Source document start
Trace node execution in cudf-polars #19895

TomAugspurger · 2025-09-05T13:52:15Z

Description

This PR introduces a new low-overhead tracing tool for cudf-polars. When enabled, we'll capture a record for each IR.do_evaluate node executed while running the polars query. The record will contain

The type of the IR node being executed
The number and size (in bytes and rows) of each input and output DataFrame
The RMM statistics before and after executing the node
The duration of the node execution.

The overhead of this when not tracing should just be a conditional check against a constant bool, and an extra function call. The overhead when tracing is enabled should be minimal (mostly getting the dataframe sizes, RMM statistics, and emitting the log record).

The implementation is based on structlog. This is helpful for us because we can inject additional context (like the PDSH query ID being run in our benchmarks) into the log records.
Source document end
Record excerpts start
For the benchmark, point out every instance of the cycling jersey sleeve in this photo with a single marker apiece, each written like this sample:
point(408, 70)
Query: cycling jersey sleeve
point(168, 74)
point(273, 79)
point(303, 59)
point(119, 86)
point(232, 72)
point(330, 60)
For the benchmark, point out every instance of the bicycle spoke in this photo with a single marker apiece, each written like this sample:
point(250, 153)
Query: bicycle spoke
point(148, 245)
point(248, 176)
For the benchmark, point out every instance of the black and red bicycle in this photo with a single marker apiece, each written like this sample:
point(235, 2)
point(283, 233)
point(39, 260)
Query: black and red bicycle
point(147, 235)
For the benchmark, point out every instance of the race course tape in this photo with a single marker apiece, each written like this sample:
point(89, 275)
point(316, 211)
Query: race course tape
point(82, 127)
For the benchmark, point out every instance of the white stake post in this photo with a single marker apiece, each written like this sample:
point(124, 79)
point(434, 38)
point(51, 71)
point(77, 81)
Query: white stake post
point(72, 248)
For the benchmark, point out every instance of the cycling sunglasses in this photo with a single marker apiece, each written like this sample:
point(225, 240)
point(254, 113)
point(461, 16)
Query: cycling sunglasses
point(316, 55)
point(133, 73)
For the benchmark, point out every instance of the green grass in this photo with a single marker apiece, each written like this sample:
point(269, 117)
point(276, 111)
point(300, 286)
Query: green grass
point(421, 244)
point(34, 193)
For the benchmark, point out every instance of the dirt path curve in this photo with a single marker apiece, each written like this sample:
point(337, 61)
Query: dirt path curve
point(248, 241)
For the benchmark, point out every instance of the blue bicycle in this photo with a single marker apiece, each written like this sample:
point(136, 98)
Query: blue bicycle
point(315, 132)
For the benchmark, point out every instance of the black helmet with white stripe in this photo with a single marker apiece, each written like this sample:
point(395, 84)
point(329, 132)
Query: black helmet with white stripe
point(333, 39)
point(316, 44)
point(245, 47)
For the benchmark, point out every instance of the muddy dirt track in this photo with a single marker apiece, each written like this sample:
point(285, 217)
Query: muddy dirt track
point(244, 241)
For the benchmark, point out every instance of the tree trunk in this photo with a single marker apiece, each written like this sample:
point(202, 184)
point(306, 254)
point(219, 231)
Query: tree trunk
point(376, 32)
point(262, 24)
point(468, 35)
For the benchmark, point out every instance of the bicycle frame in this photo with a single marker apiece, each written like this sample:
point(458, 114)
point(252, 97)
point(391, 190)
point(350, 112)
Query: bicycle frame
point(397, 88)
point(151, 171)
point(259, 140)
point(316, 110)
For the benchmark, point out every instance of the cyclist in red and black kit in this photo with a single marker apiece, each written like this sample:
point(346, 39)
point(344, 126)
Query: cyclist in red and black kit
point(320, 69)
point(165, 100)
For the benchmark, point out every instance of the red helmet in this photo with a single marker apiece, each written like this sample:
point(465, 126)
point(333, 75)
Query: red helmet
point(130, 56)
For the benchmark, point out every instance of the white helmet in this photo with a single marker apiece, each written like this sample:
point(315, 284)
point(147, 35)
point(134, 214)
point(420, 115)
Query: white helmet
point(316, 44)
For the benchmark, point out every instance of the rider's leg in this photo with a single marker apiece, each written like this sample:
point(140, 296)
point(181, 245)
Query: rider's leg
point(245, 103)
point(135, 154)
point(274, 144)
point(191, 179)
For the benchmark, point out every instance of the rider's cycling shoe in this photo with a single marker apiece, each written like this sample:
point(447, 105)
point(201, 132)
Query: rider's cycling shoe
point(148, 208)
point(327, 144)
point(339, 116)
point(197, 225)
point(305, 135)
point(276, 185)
Record excerpts end
[Exercise set]
a) In the cudf-polars tracing description, shorten the paragraph that begins "The overhead of this when not tracing" into a brief list that keeps its main facts.
b) Reproduce the records word for word, covering the stretch from their very first line through the line that contains "point(248, 241)".

[Responses per task]
a)
- With tracing off, the only overhead is a conditional check against a constant bool and one extra function call.
- With tracing on, the overhead should be minimal: mostly getting the dataframe sizes, getting the RMM statistics, and emitting the log record.

b)
For the benchmark, point out every instance of the cycling jersey sleeve in this photo with a single marker apiece, each written like this sample:
point(408, 70)
Query: cycling jersey sleeve
point(168, 74)
point(273, 79)
point(303, 59)
point(119, 86)
point(232, 72)
point(330, 60)
For the benchmark, point out every instance of the bicycle spoke in this photo with a single marker apiece, each written like this sample:
point(250, 153)
Query: bicycle spoke
point(148, 245)
point(248, 176)
For the benchmark, point out every instance of the black and red bicycle in this photo with a single marker apiece, each written like this sample:
point(235, 2)
point(283, 233)
point(39, 260)
Query: black and red bicycle
point(147, 235)
For the benchmark, point out every instance of the race course tape in this photo with a single marker apiece, each written like this sample:
point(89, 275)
point(316, 211)
Query: race course tape
point(82, 127)
For the benchmark, point out every instance of the white stake post in this photo with a single marker apiece, each written like this sample:
point(124, 79)
point(434, 38)
point(51, 71)
point(77, 81)
Query: white stake post
point(72, 248)
For the benchmark, point out every instance of the cycling sunglasses in this photo with a single marker apiece, each written like this sample:
point(225, 240)
point(254, 113)
point(461, 16)
Query: cycling sunglasses
point(316, 55)
point(133, 73)
For the benchmark, point out every instance of the green grass in this photo with a single marker apiece, each written like this sample:
point(269, 117)
point(276, 111)
point(300, 286)
Query: green grass
point(421, 244)
point(34, 193)
For the benchmark, point out every instance of the dirt path curve in this photo with a single marker apiece, each written like this sample:
point(337, 61)
Query: dirt path curve
point(248, 241)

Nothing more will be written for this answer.